> **Input data**
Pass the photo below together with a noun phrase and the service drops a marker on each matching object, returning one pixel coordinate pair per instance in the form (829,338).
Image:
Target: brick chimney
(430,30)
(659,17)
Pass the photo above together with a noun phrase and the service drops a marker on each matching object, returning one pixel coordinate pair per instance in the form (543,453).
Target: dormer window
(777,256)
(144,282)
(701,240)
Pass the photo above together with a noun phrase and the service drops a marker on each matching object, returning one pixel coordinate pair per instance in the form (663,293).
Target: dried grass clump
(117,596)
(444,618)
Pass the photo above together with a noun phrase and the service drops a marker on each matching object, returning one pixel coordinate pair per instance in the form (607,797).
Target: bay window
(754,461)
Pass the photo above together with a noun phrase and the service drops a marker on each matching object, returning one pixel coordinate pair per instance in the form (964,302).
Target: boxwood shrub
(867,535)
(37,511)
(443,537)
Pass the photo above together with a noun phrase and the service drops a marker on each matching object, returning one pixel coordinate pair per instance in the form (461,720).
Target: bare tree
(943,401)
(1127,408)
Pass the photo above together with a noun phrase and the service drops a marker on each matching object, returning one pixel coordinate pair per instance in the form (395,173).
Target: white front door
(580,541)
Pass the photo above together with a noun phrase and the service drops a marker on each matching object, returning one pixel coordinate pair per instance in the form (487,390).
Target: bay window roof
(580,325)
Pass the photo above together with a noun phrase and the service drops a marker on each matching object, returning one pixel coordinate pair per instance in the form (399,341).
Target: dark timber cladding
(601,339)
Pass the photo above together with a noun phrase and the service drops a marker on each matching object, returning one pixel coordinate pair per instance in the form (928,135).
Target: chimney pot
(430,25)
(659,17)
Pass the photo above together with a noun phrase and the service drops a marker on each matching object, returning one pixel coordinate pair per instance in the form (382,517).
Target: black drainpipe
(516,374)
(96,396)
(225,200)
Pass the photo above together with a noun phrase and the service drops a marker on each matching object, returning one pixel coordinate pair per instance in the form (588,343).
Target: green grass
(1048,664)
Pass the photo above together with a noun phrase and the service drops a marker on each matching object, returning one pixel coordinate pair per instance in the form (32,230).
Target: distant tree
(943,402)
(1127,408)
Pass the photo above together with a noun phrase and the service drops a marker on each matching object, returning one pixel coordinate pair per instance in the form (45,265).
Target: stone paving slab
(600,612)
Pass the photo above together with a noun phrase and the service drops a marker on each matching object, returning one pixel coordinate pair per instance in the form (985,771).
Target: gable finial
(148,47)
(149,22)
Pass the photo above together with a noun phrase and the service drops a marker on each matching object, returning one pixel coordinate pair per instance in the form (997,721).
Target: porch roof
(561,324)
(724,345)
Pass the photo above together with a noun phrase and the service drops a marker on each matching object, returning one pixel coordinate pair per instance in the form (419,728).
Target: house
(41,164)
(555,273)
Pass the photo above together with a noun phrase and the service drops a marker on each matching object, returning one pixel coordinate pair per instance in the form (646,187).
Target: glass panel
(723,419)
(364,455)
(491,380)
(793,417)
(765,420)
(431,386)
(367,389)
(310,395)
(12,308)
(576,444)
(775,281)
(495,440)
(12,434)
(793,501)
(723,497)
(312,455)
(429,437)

> **Instructions to follow**
Without changing anything, quote the lines from the top of the data to the line that contains "the form (399,341).", including that line.

> **Solution below**
Pass the photo below together with a noun phrase and the service drops a marker on each matching object, returning one pixel coordinate pair per instance in the form (829,338).
Image:
Target: brick chimney
(430,30)
(659,17)
Pass the photo above together with a noun phrase and the service drops a marker on each matching object, returning one pixel coordinate pair per instance in the form (543,453).
Target: dormer window
(777,256)
(144,282)
(701,240)
Pass the photo above together with a noun phrase and the service drops a marker on each matching object, returning one pixel coordinate pair per instance in the form (663,293).
Target: dried grass clump
(117,596)
(444,618)
Pass the photo above together with a noun phrase and the service drops a marker on each matching object, returning one pixel coordinate pair per instance in the form (607,797).
Target: bay window
(754,461)
Pass the photo above together with a noun phrase and the service drops a marker on each matching object, returning one pixel coordinate pair per instance in the form (964,302).
Target: boxwood shrub
(867,535)
(37,511)
(443,537)
Pass the photo above together with a noun phrase and the service drops a marker on each matching object, returning one pixel coordinate pair per instance in the form (461,720).
Target: bare tree
(943,401)
(1127,408)
Pass the photo above together with a noun phrase and the service drops a marker on each matching object, returning one pixel coordinate pair per instance in the form (395,173).
Target: white front door
(580,541)
Pass the photo above together with a noun phrase and the service drops a marker on each matching object, returning one pixel coordinate pair per instance in the form (487,390).
Target: bay window roof
(580,325)
Pass the photo above together with a noun phrase and the service drops a marker on each matching object, returning one pixel coordinate pair per instance in the form (399,341).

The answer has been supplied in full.